Dataset excerpt:
====

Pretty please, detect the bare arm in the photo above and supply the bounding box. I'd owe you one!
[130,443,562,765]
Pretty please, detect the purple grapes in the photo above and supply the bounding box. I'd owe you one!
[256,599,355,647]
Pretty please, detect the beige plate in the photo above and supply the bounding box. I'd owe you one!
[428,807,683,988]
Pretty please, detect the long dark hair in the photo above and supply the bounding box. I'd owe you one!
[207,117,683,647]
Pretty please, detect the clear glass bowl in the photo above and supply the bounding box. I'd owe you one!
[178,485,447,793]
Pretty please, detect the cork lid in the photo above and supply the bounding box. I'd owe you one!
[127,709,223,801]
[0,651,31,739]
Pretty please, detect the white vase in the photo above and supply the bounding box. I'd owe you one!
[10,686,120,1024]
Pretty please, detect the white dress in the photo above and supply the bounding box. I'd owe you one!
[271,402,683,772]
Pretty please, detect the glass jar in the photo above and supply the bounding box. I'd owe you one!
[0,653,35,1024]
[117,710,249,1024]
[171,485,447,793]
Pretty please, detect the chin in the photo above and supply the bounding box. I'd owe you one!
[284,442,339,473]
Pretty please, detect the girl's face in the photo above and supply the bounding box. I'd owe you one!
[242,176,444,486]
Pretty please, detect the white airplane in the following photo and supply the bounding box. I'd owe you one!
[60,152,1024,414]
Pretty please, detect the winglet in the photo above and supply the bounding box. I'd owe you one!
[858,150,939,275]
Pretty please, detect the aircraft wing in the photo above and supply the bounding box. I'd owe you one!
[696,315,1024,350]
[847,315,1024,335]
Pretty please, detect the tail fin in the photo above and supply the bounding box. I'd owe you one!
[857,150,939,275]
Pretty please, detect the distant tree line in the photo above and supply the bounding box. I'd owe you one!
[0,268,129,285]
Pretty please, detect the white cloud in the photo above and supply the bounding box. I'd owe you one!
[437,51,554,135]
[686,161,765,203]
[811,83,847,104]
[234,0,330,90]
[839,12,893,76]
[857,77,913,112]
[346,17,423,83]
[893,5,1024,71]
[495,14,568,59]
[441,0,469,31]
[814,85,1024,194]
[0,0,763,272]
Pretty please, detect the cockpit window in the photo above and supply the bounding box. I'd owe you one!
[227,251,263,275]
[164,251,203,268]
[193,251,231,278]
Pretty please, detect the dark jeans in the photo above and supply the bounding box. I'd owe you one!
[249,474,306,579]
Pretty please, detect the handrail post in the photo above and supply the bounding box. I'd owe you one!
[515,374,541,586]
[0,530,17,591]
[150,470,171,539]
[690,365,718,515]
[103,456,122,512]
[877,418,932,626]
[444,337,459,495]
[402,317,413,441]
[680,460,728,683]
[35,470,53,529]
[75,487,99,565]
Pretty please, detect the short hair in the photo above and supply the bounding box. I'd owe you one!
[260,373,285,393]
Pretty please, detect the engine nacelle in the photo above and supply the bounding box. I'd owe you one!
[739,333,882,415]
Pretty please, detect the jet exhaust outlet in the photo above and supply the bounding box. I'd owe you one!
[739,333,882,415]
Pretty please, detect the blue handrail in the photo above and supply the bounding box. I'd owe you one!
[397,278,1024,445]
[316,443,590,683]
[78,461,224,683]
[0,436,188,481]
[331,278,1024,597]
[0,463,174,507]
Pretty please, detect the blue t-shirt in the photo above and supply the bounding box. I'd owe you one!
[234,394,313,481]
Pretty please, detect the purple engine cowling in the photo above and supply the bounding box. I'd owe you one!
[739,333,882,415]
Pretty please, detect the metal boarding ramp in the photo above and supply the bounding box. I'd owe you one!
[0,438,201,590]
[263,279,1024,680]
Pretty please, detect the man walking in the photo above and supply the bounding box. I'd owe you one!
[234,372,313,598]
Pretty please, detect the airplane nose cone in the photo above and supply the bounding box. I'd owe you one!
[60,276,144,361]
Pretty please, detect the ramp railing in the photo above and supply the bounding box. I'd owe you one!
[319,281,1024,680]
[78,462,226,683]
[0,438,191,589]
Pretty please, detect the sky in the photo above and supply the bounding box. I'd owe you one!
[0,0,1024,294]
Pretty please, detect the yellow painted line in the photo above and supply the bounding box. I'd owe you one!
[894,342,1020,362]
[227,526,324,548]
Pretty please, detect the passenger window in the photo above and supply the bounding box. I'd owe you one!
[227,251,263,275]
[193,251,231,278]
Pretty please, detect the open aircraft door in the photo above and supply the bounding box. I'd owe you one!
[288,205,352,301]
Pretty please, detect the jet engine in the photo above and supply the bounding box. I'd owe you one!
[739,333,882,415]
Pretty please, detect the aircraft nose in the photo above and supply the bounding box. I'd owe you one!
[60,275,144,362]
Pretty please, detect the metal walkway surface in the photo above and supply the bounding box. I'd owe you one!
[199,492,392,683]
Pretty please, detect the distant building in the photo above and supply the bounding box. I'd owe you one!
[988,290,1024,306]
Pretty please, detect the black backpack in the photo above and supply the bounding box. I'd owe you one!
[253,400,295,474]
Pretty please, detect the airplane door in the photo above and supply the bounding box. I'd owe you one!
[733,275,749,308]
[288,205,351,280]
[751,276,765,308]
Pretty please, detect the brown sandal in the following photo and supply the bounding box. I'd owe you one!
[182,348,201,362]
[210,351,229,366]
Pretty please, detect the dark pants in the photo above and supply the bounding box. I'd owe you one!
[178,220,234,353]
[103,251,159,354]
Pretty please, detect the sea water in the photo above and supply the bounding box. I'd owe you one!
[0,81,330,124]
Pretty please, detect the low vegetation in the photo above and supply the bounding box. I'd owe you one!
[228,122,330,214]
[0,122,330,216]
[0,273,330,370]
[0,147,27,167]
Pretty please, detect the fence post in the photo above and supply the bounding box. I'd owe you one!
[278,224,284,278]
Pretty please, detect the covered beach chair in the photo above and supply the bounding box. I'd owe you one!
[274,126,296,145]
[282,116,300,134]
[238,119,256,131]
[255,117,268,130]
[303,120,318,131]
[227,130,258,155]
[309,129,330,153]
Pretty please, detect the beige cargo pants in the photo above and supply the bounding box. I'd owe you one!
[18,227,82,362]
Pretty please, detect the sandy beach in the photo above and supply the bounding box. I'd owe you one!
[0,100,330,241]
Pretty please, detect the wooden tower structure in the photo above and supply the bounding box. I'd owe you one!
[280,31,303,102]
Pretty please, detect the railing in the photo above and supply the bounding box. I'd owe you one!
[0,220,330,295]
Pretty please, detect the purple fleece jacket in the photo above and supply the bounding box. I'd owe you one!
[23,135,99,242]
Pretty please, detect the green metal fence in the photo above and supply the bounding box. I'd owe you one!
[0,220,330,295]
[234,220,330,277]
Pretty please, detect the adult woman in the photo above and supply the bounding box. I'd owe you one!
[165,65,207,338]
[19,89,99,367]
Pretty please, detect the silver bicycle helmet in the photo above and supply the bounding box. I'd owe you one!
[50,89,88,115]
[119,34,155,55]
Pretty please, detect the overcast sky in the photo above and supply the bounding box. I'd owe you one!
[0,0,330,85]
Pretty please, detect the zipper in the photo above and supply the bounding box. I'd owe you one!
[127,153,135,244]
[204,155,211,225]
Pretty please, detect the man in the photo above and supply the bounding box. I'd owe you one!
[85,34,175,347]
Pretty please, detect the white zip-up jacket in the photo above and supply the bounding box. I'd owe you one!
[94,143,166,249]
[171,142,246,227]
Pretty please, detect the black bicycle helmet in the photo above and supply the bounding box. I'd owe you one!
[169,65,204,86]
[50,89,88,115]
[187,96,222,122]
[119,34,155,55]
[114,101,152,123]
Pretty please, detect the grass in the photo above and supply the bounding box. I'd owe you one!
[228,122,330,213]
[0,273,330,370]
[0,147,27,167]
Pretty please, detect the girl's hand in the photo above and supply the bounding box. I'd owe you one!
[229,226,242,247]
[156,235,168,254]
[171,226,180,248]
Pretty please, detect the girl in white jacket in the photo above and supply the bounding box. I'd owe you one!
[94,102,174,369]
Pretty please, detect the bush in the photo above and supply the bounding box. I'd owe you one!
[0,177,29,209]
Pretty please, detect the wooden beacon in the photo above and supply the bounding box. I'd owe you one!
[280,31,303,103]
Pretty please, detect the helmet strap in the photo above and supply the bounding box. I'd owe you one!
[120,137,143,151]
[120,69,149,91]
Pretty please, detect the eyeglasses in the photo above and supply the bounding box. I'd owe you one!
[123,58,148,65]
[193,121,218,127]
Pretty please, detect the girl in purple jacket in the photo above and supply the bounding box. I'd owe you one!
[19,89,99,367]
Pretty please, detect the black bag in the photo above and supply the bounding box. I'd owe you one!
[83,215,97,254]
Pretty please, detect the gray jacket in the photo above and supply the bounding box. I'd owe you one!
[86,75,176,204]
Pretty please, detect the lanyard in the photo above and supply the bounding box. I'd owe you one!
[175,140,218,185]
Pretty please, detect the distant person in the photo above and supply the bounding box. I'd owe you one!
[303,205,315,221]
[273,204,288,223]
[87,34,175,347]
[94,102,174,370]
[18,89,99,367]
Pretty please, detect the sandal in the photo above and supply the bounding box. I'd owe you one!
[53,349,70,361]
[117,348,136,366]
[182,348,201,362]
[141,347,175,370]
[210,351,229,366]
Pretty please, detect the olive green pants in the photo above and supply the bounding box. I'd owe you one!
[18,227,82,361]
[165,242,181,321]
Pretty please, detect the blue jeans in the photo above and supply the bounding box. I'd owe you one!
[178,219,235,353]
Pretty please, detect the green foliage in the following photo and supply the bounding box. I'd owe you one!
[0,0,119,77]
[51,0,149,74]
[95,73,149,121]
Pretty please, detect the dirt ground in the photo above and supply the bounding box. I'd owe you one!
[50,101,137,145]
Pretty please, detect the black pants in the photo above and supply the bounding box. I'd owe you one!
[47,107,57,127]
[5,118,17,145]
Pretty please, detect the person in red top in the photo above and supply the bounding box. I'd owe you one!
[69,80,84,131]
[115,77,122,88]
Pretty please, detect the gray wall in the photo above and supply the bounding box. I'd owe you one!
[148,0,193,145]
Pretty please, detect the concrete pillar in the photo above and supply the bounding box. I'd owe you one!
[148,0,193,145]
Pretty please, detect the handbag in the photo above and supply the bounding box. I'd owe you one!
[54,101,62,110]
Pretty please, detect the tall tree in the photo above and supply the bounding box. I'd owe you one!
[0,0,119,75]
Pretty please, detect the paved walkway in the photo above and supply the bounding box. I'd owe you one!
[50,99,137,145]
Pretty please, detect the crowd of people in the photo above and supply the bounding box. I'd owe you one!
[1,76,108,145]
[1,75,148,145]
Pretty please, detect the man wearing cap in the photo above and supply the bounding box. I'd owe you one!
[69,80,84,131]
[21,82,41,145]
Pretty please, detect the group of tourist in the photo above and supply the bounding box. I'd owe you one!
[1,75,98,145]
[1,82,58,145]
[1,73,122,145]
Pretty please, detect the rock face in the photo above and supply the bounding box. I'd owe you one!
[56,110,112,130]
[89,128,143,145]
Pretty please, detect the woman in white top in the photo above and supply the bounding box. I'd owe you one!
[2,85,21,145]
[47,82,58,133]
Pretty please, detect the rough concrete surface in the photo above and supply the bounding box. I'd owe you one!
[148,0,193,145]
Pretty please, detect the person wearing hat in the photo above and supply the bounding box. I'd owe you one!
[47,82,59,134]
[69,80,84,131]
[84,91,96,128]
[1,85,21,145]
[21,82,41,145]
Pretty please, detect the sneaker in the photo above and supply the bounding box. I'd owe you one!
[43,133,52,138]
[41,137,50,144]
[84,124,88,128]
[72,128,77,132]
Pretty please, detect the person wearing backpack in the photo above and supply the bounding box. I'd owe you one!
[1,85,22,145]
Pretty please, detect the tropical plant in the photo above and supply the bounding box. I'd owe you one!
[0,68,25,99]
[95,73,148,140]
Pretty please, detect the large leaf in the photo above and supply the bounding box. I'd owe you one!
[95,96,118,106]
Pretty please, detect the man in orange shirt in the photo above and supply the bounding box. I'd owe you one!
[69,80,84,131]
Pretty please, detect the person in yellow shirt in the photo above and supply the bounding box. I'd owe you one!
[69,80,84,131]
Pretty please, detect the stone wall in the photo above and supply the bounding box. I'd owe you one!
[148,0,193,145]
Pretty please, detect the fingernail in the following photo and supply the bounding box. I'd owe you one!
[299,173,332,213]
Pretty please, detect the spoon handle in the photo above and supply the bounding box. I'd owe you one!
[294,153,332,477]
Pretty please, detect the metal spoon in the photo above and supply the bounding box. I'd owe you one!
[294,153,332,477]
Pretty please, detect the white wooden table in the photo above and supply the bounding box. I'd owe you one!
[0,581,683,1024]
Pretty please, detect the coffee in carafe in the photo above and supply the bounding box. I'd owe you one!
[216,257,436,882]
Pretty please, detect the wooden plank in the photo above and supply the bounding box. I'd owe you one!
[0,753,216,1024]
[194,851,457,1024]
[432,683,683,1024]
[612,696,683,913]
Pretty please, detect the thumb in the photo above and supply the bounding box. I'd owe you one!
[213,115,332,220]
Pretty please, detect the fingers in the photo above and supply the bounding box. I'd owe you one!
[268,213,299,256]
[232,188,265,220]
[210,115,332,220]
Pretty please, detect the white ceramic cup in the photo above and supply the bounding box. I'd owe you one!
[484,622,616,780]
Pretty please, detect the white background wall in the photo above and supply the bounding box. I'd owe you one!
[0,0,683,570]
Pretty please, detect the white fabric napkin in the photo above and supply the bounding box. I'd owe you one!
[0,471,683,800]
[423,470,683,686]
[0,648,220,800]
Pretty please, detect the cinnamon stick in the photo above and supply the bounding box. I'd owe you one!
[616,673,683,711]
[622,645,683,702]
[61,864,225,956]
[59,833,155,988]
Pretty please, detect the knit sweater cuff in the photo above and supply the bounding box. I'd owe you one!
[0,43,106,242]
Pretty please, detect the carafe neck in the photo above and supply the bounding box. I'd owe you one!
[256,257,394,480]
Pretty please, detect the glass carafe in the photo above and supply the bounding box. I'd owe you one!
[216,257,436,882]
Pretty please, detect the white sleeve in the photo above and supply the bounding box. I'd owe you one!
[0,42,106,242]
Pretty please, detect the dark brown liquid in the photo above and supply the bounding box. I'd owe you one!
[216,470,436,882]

====

Lay out the lines of the data above as a JSON list of strings, one string per line with blank lines omitted, beginning with the line that contains "Pretty please, detect the tail" and continuing through the line that contains "[234,394,313,481]".

[
  "Pretty please, detect the tail fin in the photo above and supply the bounding box. I'd owe you one!",
  "[857,150,939,275]",
  "Pretty please, detect the distant tree line in the photo above and supply the bounding box. I'd owe you one!",
  "[0,268,129,285]",
  "Pretty please, detect the white cloud in the photo above and supply the bounding box. I'd owe you one!",
  "[437,51,554,135]",
  "[686,161,765,203]",
  "[811,83,847,104]",
  "[234,0,330,90]",
  "[839,12,893,76]",
  "[857,77,913,112]",
  "[346,17,423,83]",
  "[893,5,1024,71]",
  "[495,14,568,59]",
  "[441,0,469,31]",
  "[814,85,1024,194]",
  "[0,0,763,272]",
  "Pretty please, detect the cockpit window in the photo above and supply the bounding box. I'd owe you one!",
  "[227,251,263,275]",
  "[164,251,203,268]",
  "[193,251,231,278]",
  "Pretty please, detect the dark jeans in the photo above and supply the bounding box. I'd owe you one!",
  "[249,474,306,579]",
  "Pretty please, detect the handrail post in the photo above and supply the bounding box. I'd owe you one!",
  "[515,374,541,586]",
  "[0,530,17,591]",
  "[150,470,171,539]",
  "[690,365,718,515]",
  "[103,456,122,512]",
  "[877,418,932,626]",
  "[444,337,459,495]",
  "[402,317,413,441]",
  "[680,460,728,683]",
  "[35,470,53,529]",
  "[75,487,99,565]",
  "Pretty please, detect the short hair in the photo above and supply the bounding box. I'd owe you one!",
  "[260,373,285,393]",
  "Pretty please, detect the engine nacelle in the photo above and supply the bounding box. I'd owe you one!",
  "[739,333,882,415]",
  "Pretty please, detect the jet exhaust outlet in the photo above and supply the bounding box. I'd owe you one!",
  "[739,333,882,415]",
  "Pretty please, detect the blue handrail in the photo above and supply the bounding box. I'd owe you one!",
  "[397,278,1024,445]",
  "[316,443,590,683]",
  "[78,461,224,683]",
  "[0,436,188,481]",
  "[331,278,1024,597]",
  "[0,463,174,507]",
  "Pretty please, detect the blue t-shirt in the photo above and supply the bounding box. I'd owe you one!",
  "[234,394,313,481]"
]